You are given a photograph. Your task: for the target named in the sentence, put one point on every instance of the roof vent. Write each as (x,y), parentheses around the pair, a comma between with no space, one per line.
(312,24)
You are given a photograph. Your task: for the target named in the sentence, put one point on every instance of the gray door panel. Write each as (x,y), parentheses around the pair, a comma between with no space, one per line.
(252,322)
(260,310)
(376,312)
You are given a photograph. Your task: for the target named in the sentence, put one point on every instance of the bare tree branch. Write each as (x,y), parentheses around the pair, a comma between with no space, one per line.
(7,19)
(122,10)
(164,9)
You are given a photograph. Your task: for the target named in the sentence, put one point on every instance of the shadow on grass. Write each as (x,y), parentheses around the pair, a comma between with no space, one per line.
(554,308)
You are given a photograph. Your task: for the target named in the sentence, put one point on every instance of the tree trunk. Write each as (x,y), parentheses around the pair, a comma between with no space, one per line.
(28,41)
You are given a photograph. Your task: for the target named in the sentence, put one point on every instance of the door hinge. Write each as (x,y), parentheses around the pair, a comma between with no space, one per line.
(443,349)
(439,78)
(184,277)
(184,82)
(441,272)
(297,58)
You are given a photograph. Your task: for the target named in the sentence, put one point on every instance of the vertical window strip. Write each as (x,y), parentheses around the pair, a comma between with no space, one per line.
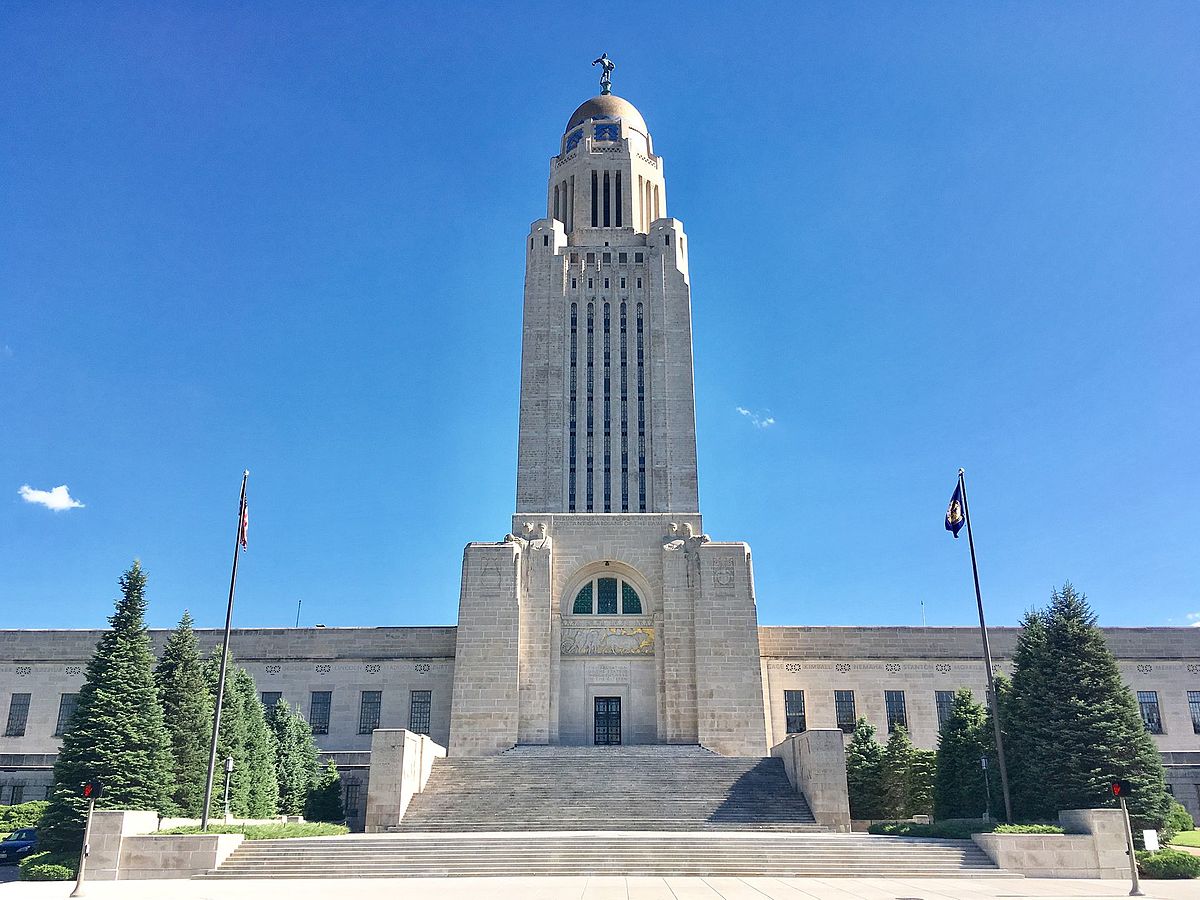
(573,425)
(607,199)
(595,201)
(419,706)
(369,712)
(18,715)
(641,412)
(591,407)
(945,702)
(607,409)
(844,708)
(318,712)
(898,713)
(624,412)
(1151,715)
(793,712)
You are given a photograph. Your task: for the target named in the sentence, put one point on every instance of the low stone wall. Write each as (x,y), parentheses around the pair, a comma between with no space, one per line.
(1095,847)
(816,766)
(400,767)
(123,846)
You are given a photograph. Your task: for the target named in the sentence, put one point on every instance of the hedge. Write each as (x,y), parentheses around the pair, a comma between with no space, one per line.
(48,867)
(1168,864)
(959,829)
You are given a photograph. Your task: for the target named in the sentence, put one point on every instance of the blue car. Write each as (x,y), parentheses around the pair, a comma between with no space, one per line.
(17,846)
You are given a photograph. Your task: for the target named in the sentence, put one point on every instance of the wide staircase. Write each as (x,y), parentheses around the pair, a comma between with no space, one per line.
(610,789)
(629,810)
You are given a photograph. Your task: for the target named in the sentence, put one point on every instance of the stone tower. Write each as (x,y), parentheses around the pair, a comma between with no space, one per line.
(605,616)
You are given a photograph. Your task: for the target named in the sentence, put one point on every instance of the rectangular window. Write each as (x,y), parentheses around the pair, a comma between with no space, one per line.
(66,709)
(945,701)
(1151,717)
(351,799)
(369,712)
(844,707)
(898,714)
(18,714)
(793,711)
(318,712)
(419,712)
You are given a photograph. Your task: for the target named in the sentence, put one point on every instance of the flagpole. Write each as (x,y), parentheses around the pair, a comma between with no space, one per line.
(225,657)
(993,693)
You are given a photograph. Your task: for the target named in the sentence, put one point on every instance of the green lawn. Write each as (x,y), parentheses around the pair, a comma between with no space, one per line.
(271,832)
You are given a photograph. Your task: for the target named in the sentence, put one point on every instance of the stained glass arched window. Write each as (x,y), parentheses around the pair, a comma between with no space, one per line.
(607,595)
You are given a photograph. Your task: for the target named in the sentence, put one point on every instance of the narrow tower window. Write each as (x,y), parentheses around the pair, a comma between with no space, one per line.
(624,413)
(607,199)
(573,401)
(591,407)
(641,412)
(607,411)
(595,205)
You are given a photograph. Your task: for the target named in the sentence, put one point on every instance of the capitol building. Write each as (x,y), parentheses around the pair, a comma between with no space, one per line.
(604,613)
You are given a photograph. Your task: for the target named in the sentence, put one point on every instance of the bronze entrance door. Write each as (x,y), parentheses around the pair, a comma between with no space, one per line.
(607,720)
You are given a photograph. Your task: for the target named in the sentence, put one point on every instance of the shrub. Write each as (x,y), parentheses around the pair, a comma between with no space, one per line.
(269,832)
(1177,820)
(1168,864)
(23,815)
(48,865)
(959,829)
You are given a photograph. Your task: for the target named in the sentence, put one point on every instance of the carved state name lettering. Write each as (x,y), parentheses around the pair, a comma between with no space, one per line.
(607,641)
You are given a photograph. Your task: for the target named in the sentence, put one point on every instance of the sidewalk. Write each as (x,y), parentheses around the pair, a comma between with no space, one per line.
(611,888)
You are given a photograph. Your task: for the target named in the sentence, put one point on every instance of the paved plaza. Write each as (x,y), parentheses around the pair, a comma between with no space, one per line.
(611,888)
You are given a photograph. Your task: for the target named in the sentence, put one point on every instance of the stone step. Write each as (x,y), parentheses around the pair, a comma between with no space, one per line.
(731,853)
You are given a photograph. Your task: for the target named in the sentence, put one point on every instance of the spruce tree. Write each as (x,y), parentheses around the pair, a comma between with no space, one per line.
(117,733)
(898,759)
(864,772)
(324,802)
(959,790)
(1085,726)
(295,760)
(263,795)
(187,713)
(231,741)
(919,799)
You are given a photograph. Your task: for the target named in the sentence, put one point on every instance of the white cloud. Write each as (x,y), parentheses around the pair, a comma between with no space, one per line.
(760,420)
(57,499)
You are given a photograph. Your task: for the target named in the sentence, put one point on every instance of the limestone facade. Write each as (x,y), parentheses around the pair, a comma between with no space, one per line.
(606,615)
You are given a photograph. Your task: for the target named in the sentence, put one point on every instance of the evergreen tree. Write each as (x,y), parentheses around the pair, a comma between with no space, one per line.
(898,759)
(263,795)
(921,783)
(295,760)
(231,741)
(187,713)
(117,733)
(966,737)
(864,772)
(1085,726)
(324,802)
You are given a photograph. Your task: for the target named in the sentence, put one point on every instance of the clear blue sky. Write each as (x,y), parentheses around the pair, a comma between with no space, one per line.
(288,238)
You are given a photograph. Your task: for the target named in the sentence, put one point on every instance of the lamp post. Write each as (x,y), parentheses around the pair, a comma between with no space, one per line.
(987,787)
(228,775)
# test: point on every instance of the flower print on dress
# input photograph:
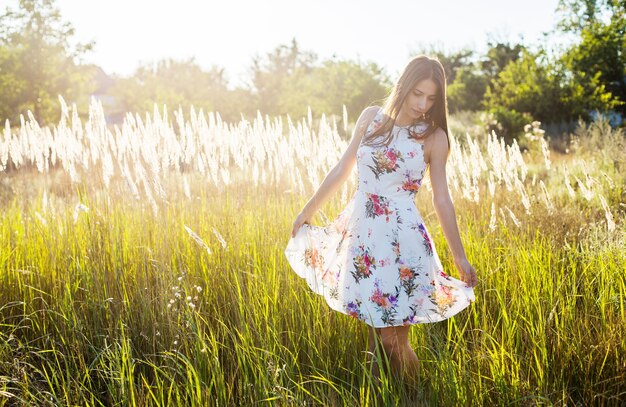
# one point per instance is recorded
(376, 261)
(385, 161)
(415, 308)
(313, 259)
(385, 303)
(410, 183)
(364, 264)
(443, 298)
(408, 276)
(427, 243)
(377, 205)
(353, 308)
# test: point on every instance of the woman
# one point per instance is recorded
(376, 261)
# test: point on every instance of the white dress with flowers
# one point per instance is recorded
(376, 260)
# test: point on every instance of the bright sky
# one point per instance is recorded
(229, 33)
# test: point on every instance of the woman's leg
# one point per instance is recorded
(402, 358)
(373, 346)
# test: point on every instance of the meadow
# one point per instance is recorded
(143, 265)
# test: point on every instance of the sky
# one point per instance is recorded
(228, 34)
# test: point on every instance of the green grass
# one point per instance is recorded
(119, 305)
(85, 317)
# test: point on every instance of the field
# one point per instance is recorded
(144, 265)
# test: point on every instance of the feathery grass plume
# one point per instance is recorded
(4, 146)
(78, 209)
(502, 216)
(568, 185)
(587, 193)
(197, 239)
(546, 197)
(491, 184)
(610, 223)
(220, 238)
(186, 189)
(519, 186)
(545, 149)
(492, 219)
(41, 219)
(513, 217)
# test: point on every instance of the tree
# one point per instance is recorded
(468, 90)
(498, 56)
(270, 74)
(38, 63)
(598, 60)
(176, 84)
(328, 87)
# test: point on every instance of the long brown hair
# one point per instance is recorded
(418, 69)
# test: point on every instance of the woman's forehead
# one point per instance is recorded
(427, 86)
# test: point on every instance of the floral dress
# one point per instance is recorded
(376, 261)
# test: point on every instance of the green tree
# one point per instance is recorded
(326, 88)
(468, 90)
(176, 84)
(598, 61)
(452, 61)
(498, 56)
(38, 63)
(271, 74)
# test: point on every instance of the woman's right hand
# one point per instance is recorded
(301, 219)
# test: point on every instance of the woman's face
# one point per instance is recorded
(418, 102)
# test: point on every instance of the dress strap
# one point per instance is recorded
(375, 123)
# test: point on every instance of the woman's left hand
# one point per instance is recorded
(467, 272)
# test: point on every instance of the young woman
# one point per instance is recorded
(376, 261)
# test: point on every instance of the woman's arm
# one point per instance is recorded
(339, 173)
(444, 207)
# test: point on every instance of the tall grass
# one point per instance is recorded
(144, 265)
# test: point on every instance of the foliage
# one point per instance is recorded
(288, 80)
(598, 61)
(38, 62)
(467, 90)
(178, 84)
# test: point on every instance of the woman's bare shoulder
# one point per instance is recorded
(367, 115)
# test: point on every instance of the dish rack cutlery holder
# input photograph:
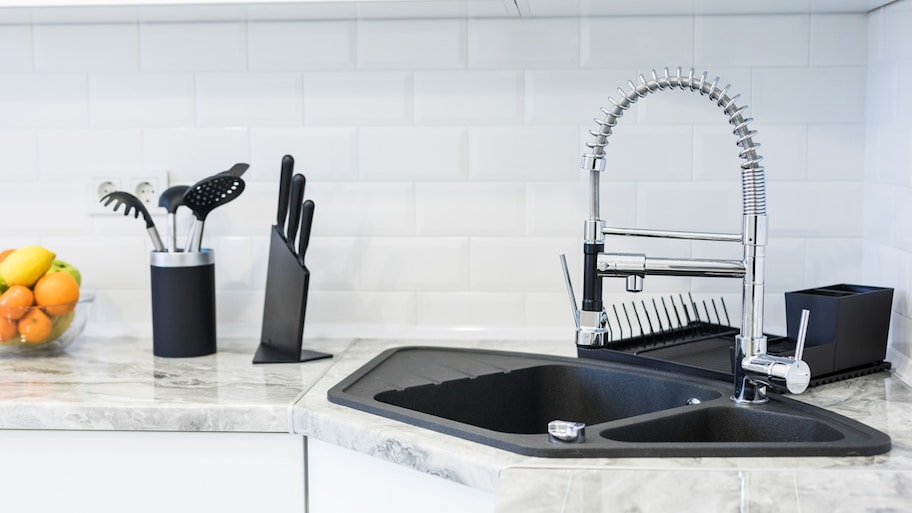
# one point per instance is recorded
(695, 337)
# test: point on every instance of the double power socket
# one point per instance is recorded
(147, 187)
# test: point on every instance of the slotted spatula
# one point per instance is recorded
(204, 196)
(131, 202)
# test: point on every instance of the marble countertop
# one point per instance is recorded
(117, 384)
(530, 484)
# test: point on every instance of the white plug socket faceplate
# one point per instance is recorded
(146, 186)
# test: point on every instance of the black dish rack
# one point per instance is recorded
(675, 335)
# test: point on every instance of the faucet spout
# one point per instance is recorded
(756, 370)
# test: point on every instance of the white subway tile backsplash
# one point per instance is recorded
(412, 153)
(815, 209)
(443, 155)
(468, 97)
(411, 44)
(523, 43)
(34, 210)
(754, 40)
(649, 153)
(638, 41)
(703, 206)
(785, 262)
(193, 46)
(45, 100)
(832, 261)
(470, 309)
(571, 96)
(191, 154)
(358, 98)
(812, 94)
(414, 264)
(20, 155)
(142, 100)
(362, 209)
(345, 308)
(16, 48)
(334, 262)
(896, 36)
(261, 99)
(81, 48)
(524, 153)
(81, 154)
(323, 154)
(511, 264)
(469, 208)
(785, 151)
(559, 208)
(301, 45)
(839, 39)
(836, 152)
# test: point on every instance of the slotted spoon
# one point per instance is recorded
(204, 196)
(131, 202)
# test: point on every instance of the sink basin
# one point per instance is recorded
(506, 400)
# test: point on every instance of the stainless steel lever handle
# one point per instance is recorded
(802, 334)
(570, 293)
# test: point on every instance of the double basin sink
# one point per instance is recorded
(507, 400)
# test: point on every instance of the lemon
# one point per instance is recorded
(25, 265)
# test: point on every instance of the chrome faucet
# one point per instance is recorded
(756, 370)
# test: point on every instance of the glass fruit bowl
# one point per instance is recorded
(43, 329)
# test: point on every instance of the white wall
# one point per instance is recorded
(442, 155)
(888, 170)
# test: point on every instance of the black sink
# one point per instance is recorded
(506, 400)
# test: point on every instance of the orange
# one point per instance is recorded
(8, 329)
(35, 326)
(15, 302)
(57, 293)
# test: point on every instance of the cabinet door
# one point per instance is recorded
(139, 472)
(344, 481)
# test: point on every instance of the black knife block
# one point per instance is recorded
(285, 306)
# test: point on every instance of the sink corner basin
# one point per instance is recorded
(506, 400)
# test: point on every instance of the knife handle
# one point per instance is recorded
(284, 190)
(294, 211)
(306, 224)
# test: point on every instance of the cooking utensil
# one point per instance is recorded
(131, 202)
(304, 235)
(294, 210)
(171, 199)
(205, 196)
(236, 170)
(284, 190)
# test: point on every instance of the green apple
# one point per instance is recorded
(64, 267)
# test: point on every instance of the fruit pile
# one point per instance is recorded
(38, 295)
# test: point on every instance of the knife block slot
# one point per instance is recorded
(285, 307)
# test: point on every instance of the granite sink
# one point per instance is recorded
(507, 400)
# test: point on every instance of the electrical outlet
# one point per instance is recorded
(148, 188)
(99, 187)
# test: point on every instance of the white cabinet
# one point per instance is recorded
(344, 481)
(154, 472)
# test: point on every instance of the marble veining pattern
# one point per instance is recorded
(117, 384)
(526, 483)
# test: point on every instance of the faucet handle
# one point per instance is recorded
(802, 334)
(570, 293)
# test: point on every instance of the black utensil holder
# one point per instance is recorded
(285, 307)
(183, 303)
(851, 322)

§ **Goal**: Rewrite the part of the listing above that opens with the line containing "# test: point on every instance of the knife handle" and runs through its last line. Keep every request line as it is, and increase both coordinates of each point by 48.

§ **Solved exercise**:
# test: point on every instance of the knife handle
# one point per instance is recorded
(332, 238)
(342, 259)
(354, 272)
# test: point on every instance of the cooking utensil
# one point per instance is recorded
(179, 250)
(352, 283)
(342, 258)
(219, 247)
(253, 244)
(284, 218)
(332, 238)
# test: point on every instance of the green apple
# one point per instance is recorded
(112, 315)
# test: point on every instance of the fruit pile
# one point per instance is recorded
(86, 343)
# test: point on every instance of the knife block slot
# one point per instance is recorded
(333, 355)
# test: point on every instance of the granite sink
# one point per instance is recorded
(555, 448)
# test: point on every instance of the electrical outlet
# one point per instance is recorded
(196, 236)
(147, 235)
# test: point on every instance of the white cabinet
# one point per instance is recorded
(392, 529)
(202, 520)
# test: point on every instance of the marble veining pattern
# one point per instance is recorded
(165, 432)
(574, 531)
# test: point on every instance of the faucet handle
# one point per instance is recorded
(850, 382)
(618, 341)
# test: point on every instance of the black utensil holder
# one point per instance is recorded
(333, 355)
(231, 351)
(899, 370)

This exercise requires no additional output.